* _RECORDS FOR THIS EXERCISE_
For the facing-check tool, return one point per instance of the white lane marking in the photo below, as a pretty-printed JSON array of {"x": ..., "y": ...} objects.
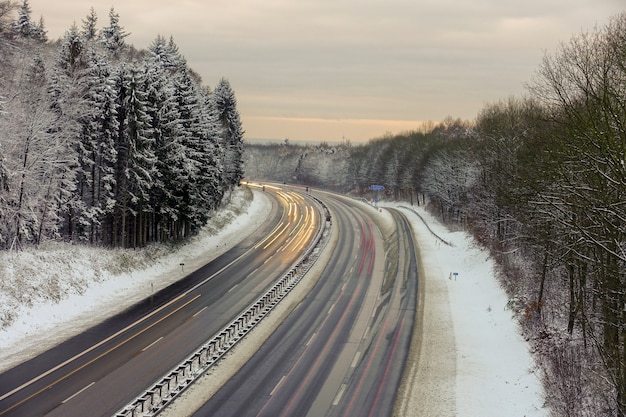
[
  {"x": 198, "y": 313},
  {"x": 278, "y": 385},
  {"x": 78, "y": 393},
  {"x": 152, "y": 344},
  {"x": 342, "y": 389}
]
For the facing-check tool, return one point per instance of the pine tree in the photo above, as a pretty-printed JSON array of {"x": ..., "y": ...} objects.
[
  {"x": 24, "y": 26},
  {"x": 113, "y": 35},
  {"x": 90, "y": 29},
  {"x": 232, "y": 132},
  {"x": 169, "y": 151}
]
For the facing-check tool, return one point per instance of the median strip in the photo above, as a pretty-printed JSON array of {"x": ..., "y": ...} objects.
[{"x": 158, "y": 396}]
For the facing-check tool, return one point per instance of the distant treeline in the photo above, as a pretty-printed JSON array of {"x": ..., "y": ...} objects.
[
  {"x": 541, "y": 182},
  {"x": 107, "y": 144}
]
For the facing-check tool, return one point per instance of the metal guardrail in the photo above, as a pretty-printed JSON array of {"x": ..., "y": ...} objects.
[{"x": 154, "y": 400}]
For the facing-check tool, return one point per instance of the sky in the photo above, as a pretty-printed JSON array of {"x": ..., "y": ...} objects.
[{"x": 333, "y": 70}]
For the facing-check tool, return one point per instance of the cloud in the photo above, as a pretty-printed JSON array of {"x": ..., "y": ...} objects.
[{"x": 355, "y": 59}]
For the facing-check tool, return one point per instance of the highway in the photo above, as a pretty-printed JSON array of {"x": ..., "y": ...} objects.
[
  {"x": 101, "y": 370},
  {"x": 341, "y": 352}
]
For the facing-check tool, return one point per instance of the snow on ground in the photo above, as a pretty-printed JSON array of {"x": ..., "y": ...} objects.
[
  {"x": 471, "y": 360},
  {"x": 41, "y": 324},
  {"x": 495, "y": 374}
]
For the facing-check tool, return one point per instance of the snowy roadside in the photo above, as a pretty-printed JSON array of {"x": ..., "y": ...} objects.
[
  {"x": 472, "y": 360},
  {"x": 88, "y": 285}
]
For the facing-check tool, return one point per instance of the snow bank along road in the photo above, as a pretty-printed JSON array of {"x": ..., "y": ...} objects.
[
  {"x": 98, "y": 372},
  {"x": 341, "y": 350},
  {"x": 448, "y": 371}
]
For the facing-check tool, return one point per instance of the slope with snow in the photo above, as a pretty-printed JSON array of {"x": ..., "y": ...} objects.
[{"x": 470, "y": 359}]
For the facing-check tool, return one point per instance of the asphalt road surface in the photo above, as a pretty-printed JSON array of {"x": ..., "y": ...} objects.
[
  {"x": 100, "y": 371},
  {"x": 341, "y": 352}
]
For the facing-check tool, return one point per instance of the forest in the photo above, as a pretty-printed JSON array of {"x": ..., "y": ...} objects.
[
  {"x": 105, "y": 144},
  {"x": 541, "y": 182}
]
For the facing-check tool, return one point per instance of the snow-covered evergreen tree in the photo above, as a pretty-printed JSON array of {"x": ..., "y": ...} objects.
[
  {"x": 23, "y": 25},
  {"x": 113, "y": 35},
  {"x": 25, "y": 28},
  {"x": 90, "y": 29},
  {"x": 226, "y": 104}
]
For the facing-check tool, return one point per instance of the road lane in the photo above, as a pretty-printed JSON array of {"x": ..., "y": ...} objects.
[
  {"x": 341, "y": 351},
  {"x": 115, "y": 366}
]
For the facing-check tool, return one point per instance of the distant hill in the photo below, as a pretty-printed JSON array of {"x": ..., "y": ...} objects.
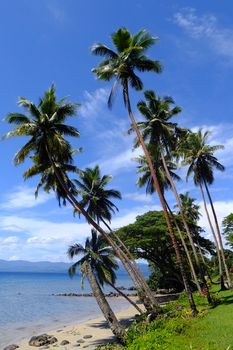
[{"x": 50, "y": 267}]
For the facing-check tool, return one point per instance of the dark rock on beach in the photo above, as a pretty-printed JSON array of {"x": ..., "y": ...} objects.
[
  {"x": 88, "y": 336},
  {"x": 43, "y": 339},
  {"x": 11, "y": 347},
  {"x": 80, "y": 341}
]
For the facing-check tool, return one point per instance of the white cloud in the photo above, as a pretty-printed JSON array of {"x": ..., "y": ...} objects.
[
  {"x": 23, "y": 197},
  {"x": 56, "y": 12},
  {"x": 206, "y": 27},
  {"x": 94, "y": 102},
  {"x": 138, "y": 197},
  {"x": 48, "y": 240},
  {"x": 120, "y": 162}
]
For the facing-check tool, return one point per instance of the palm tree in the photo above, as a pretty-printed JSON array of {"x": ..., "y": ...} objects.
[
  {"x": 96, "y": 201},
  {"x": 199, "y": 156},
  {"x": 146, "y": 180},
  {"x": 163, "y": 134},
  {"x": 191, "y": 212},
  {"x": 48, "y": 149},
  {"x": 121, "y": 66},
  {"x": 97, "y": 264}
]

* _WORK TASK_
When you copy the data, keep every line exact and leave out each picture.

* _EXPECTED ANSWER_
For the facing-check tool, return one point per instance of the white lane marking in the photo below, as a pretty-printed JSON array of {"x": ..., "y": ...} objects.
[
  {"x": 198, "y": 313},
  {"x": 278, "y": 385},
  {"x": 78, "y": 393},
  {"x": 152, "y": 344},
  {"x": 342, "y": 389}
]
For the facing-check tool, return one point per instance of the pine tree in the photo above, as a pretty-printed JSON array of {"x": ..., "y": ...} objects.
[
  {"x": 24, "y": 26},
  {"x": 113, "y": 35},
  {"x": 90, "y": 29},
  {"x": 232, "y": 132},
  {"x": 169, "y": 151}
]
For the facing-check tool, return one point per instance of the median strip in the photo above, as a pretty-printed JSON array of {"x": ..., "y": ...} objects.
[{"x": 158, "y": 396}]
For the facing-check tool, return one point per instance of the distant treeline in the photo above, as a pretty-printed JSON array of {"x": ..., "y": ...} objects.
[
  {"x": 541, "y": 182},
  {"x": 107, "y": 144}
]
For the facing-check tool, return one point per instance of the metal guardrail in the photo above, as a pretty-printed JSON array of {"x": ..., "y": ...} objects.
[{"x": 154, "y": 400}]
For the facing-check tool, return one point per instance of the sky in the photo above, as a pretty-printed JSON array of {"x": ..., "y": ...} objects.
[{"x": 333, "y": 70}]
For the facing-check tool, return one point per instance of the cloud in the photo above, as a pretty-printed JSON array of {"x": ..., "y": ...} objects.
[{"x": 355, "y": 59}]
For the facing-check tool, return one point per instance of the highway in the photo above, as a pretty-printed JSON array of {"x": ..., "y": ...} objects.
[
  {"x": 101, "y": 370},
  {"x": 341, "y": 352}
]
For the facing-check tool, return one point per instance of the snow on ground in the photo above, as a pretty-printed JSON array of {"x": ..., "y": ...} objects.
[
  {"x": 471, "y": 360},
  {"x": 41, "y": 324},
  {"x": 495, "y": 374}
]
For the facing-check tool, return one point per instance of the snowy roadside in the photo above, as a pretty-printed JSON array of {"x": ..., "y": ...} objects.
[
  {"x": 472, "y": 360},
  {"x": 88, "y": 285}
]
For the facing-check tool, return one point per instance of the snow bank along road in the photo above, as a pretty-printed JSON array of {"x": ..., "y": ...} objects.
[
  {"x": 98, "y": 372},
  {"x": 341, "y": 350},
  {"x": 448, "y": 371}
]
For the facing-check tool, return one point per instance of the slope with snow in the photo above, as a pretty-printed JSON array of {"x": ..., "y": ...} objects.
[{"x": 470, "y": 359}]
For the facing-check tool, return one point per instance of the asphalt road surface in the photo above, as a pretty-printed JSON array of {"x": ..., "y": ...} objects.
[
  {"x": 100, "y": 371},
  {"x": 341, "y": 352}
]
For the facing-check tool, return one point per instance of the forest in the photo above, as a pretty-printed JSON array of {"x": ..., "y": ...} objects.
[
  {"x": 105, "y": 144},
  {"x": 541, "y": 182}
]
For the facing-check tool, return one point per instance of the snow-covered evergreen tree in the photo above, as a pretty-printed JSON array of {"x": ..., "y": ...} objects.
[
  {"x": 23, "y": 25},
  {"x": 113, "y": 35},
  {"x": 25, "y": 28},
  {"x": 90, "y": 29},
  {"x": 226, "y": 104}
]
For the facing-check tool, return one point per instance of the road lane in the photo above, as a pretty-printed JSON array of {"x": ..., "y": ...} objects.
[
  {"x": 341, "y": 351},
  {"x": 115, "y": 366}
]
For the facing-check tool, return one point per instance of the distant hill in the photo below, as a pretty-printed JSON array of {"x": ..., "y": ...} objects.
[{"x": 50, "y": 267}]
For the facing-check tool, return one point per instance of the dark rock on beach in the photo above, as a pretty-printed JSON array of {"x": ..., "y": ...} objects.
[
  {"x": 88, "y": 336},
  {"x": 43, "y": 339},
  {"x": 11, "y": 347},
  {"x": 80, "y": 341}
]
For the facing-check tool, return one point per instance of the white cloud in the photo above, as a pretty-printed JSON array of {"x": ..., "y": ...} objects.
[
  {"x": 23, "y": 197},
  {"x": 56, "y": 12},
  {"x": 206, "y": 27},
  {"x": 94, "y": 102},
  {"x": 138, "y": 197},
  {"x": 48, "y": 240},
  {"x": 120, "y": 162}
]
For the facing-check tool, return one point per instance of the palm tree in the photo above, as a pretty-printed JSON array of {"x": ..., "y": ...} objects.
[
  {"x": 96, "y": 201},
  {"x": 199, "y": 156},
  {"x": 146, "y": 180},
  {"x": 163, "y": 134},
  {"x": 191, "y": 212},
  {"x": 48, "y": 149},
  {"x": 121, "y": 66},
  {"x": 97, "y": 264}
]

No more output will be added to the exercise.